"""

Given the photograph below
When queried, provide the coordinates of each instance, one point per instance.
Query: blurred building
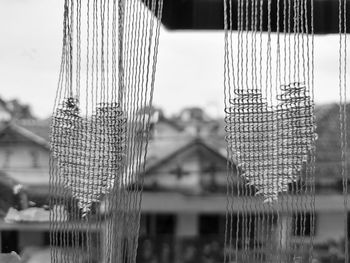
(184, 200)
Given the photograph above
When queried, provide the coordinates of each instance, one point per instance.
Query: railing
(211, 249)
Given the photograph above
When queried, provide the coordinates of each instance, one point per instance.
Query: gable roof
(181, 148)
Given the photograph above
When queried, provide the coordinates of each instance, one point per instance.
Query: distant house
(184, 199)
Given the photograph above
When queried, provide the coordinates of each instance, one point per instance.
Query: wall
(329, 226)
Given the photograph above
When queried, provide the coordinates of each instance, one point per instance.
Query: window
(9, 241)
(302, 223)
(6, 163)
(157, 224)
(35, 159)
(211, 225)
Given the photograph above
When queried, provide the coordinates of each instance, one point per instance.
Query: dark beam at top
(209, 15)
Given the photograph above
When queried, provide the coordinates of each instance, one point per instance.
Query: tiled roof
(328, 143)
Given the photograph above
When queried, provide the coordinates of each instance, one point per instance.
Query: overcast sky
(189, 72)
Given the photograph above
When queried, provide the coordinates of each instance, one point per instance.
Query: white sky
(189, 72)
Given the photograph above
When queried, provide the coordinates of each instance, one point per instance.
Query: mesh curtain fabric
(100, 124)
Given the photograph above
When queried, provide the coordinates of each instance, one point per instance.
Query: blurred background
(184, 200)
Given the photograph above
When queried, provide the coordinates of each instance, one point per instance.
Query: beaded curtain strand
(270, 129)
(99, 130)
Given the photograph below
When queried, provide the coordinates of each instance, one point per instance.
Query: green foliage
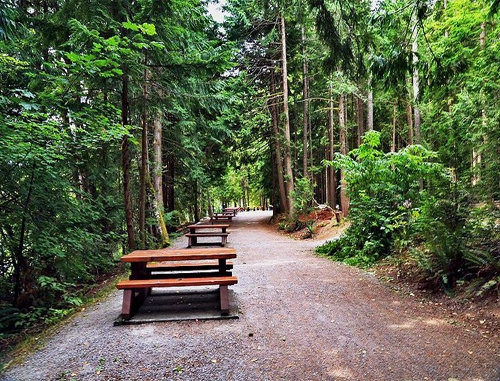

"""

WORK TO COMPLETE
Your copy of the listing should match it exactly, apart from the pictures, which are left out.

SOLUTION FOR THIS PROBLEM
Given the photograph below
When queried, provide the coordinates of each instance, one point per instance.
Query: blurred building
(184, 200)
Given the photograph above
When queried, provide the coordinates of each instance, one point per instance.
Query: railing
(211, 249)
Given the photograph above
When queried, provide the coordinates of each instance, one point per instance.
Query: gable roof
(181, 148)
Given the photograph above
When queried, provide the coordinates of each instance, one point per instance.
Query: distant house
(184, 199)
Given the photograph above
When queried, provide the coordinates of each instance, one point per instance.
Query: wall
(329, 226)
Given the photograph above
When queried, provide the coordinates of each instance, one point per instance.
Query: window
(9, 241)
(302, 223)
(6, 163)
(157, 224)
(35, 159)
(211, 225)
Given the photograph above
When queried, provide the coordinates of each instance, one point per instance.
Query: dark beam at top
(209, 15)
Given the photograph above
When queried, provide the coordinates of each instance, one point per instance.
Query: tiled roof
(328, 143)
Given the photograph above
When queried, provide the coordinates of each instance, one point per instance.
Query: overcast sky
(189, 72)
Given the photograph above
When queried, provide the coordinates of each instance, one point per instance.
Query: white sky
(189, 72)
Given the photograph above
When queried, provide the coordinates of each instance, one point per instance.
Query: mesh curtain fabric
(100, 124)
Given the photograph above
When queried, provide the coordinates of each instance, one point per instance.
Query: blurred background
(184, 200)
Given the photograph above
When queried, provide the coordinates of each instance, one point per instance.
Query: beaded curtain strand
(270, 129)
(99, 130)
Given the photograph below
When queried, provide the coordinates of each instance, one point per instance.
Query: green foliage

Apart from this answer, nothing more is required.